• Texte
+ + + + +
Enfin, il faut jamais négliger que Second Life est un univers basé sur des principes marchands très simple. Le but est de faire marcher la planche à billets. Le Linden dollars doit circuler, les marchands doivent vendre, les acheteurs acheter et Linden Lab doit prélever sa dime sur tout. Alors il existe une concurrence féroce entre tous les créateurs de richesse, il faut attirer chez soi un maximum de monde pour rentabiliser ses investissements et payer les droits à Linden Lab. Alors si les "clients" sont chez un concurent quoi de plus simple que d'aller les piquer sur place. Certains soirs nous constatons de véritables évaporations en masse des gens qui passent chez nous. Ils atterrissent au point d'arrivée normal et sur le chemin qui va de ce point à la Rose... ils disparaissent. Très curieusement nous avons constaté qu'il suffit de déplacer périodiquement et aléatoirement le point d'arrivée pour que tout le monde, sans exception, réussisse à arriver jusqu'à la Rose. Disons que c'est un des grands mystères de Second Life... A moins qu'il ne s'agisse d'une recette vieille comme SL qui consiste à envoyer un TP à quelqu'un en fonction des renseignement donnés par une personne qui note toutes les arrivées.
+ + + + +
• Données fournies
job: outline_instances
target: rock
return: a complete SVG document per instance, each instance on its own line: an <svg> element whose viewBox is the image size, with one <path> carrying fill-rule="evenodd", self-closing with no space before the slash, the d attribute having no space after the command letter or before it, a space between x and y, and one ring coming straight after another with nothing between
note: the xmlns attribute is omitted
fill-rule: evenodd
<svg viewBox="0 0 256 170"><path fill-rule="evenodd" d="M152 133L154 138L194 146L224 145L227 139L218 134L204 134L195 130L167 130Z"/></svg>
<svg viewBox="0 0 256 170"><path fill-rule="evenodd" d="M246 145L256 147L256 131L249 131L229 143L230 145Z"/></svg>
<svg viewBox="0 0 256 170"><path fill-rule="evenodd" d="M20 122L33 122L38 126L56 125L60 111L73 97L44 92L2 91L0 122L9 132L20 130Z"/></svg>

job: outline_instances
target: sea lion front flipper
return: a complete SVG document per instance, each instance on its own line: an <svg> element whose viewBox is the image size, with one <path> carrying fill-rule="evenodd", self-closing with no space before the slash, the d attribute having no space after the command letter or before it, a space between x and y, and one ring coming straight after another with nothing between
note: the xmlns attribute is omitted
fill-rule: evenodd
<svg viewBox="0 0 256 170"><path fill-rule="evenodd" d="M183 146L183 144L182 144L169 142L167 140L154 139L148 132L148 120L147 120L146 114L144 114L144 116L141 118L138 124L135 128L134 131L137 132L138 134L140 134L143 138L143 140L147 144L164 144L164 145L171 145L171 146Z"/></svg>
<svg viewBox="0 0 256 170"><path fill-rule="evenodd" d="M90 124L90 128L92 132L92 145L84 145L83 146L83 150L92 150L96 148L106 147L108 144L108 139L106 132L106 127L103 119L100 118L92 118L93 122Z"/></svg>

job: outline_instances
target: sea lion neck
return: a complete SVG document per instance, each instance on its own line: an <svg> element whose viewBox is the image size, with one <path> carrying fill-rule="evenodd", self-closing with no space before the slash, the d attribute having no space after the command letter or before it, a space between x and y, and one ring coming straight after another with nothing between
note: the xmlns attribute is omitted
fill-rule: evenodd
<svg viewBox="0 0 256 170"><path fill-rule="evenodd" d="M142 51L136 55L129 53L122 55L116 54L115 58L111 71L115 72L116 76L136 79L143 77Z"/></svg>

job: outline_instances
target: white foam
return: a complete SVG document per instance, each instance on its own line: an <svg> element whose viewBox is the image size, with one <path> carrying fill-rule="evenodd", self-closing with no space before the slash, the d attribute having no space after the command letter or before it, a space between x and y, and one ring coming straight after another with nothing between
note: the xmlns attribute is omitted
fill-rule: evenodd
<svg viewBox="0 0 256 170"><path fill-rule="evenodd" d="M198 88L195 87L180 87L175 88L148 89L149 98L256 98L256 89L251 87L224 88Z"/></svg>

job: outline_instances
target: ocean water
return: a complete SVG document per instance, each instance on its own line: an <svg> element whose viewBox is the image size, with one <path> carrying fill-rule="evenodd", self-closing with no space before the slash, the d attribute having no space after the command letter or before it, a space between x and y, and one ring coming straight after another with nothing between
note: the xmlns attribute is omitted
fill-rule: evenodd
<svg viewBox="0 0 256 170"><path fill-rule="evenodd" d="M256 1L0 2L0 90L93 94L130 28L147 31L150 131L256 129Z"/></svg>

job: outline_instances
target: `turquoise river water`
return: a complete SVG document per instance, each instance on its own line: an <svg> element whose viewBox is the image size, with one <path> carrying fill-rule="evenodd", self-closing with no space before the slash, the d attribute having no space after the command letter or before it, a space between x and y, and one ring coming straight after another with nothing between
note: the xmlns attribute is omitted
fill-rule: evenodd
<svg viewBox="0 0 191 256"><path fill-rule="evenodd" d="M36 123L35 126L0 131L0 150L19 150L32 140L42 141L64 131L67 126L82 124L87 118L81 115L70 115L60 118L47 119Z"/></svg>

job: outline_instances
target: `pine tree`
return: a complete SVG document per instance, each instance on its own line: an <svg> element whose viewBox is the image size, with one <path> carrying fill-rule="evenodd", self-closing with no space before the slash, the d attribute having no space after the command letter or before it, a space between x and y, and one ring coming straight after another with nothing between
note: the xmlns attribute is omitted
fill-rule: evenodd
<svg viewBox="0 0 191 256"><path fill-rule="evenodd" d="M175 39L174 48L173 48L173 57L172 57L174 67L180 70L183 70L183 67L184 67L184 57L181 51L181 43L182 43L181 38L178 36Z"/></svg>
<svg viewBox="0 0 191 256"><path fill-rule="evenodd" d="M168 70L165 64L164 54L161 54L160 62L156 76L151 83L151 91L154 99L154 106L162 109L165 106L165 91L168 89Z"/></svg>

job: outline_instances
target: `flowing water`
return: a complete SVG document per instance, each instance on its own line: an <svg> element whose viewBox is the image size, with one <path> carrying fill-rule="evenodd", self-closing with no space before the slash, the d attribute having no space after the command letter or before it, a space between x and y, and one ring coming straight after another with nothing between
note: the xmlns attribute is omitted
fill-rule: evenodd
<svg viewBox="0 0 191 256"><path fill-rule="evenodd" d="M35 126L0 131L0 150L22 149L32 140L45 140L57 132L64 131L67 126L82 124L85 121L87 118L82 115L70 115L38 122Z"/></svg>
+ + + + +
• Consigne
Transcrivez le texte sur Second Life en entier, sans y changer un seul mot. Les données n'ont aucun lien avec le texte.

• Réponse
Enfin, il faut jamais négliger que Second Life est un univers basé sur des principes marchands très simple. Le but est de faire marcher la planche à billets. Le Linden dollars doit circuler, les marchands doivent vendre, les acheteurs acheter et Linden Lab doit prélever sa dime sur tout. Alors il existe une concurrence féroce entre tous les créateurs de richesse, il faut attirer chez soi un maximum de monde pour rentabiliser ses investissements et payer les droits à Linden Lab. Alors si les "clients" sont chez un concurent quoi de plus simple que d'aller les piquer sur place. Certains soirs nous constatons de véritables évaporations en masse des gens qui passent chez nous. Ils atterrissent au point d'arrivée normal et sur le chemin qui va de ce point à la Rose... ils disparaissent. Très curieusement nous avons constaté qu'il suffit de déplacer périodiquement et aléatoirement le point d'arrivée pour que tout le monde, sans exception, réussisse à arriver jusqu'à la Rose. Disons que c'est un des grands mystères de Second Life... A moins qu'il ne s'agisse d'une recette vieille comme SL qui consiste à envoyer un TP à quelqu'un en fonction des renseignement donnés par une personne qui note toutes les arrivées.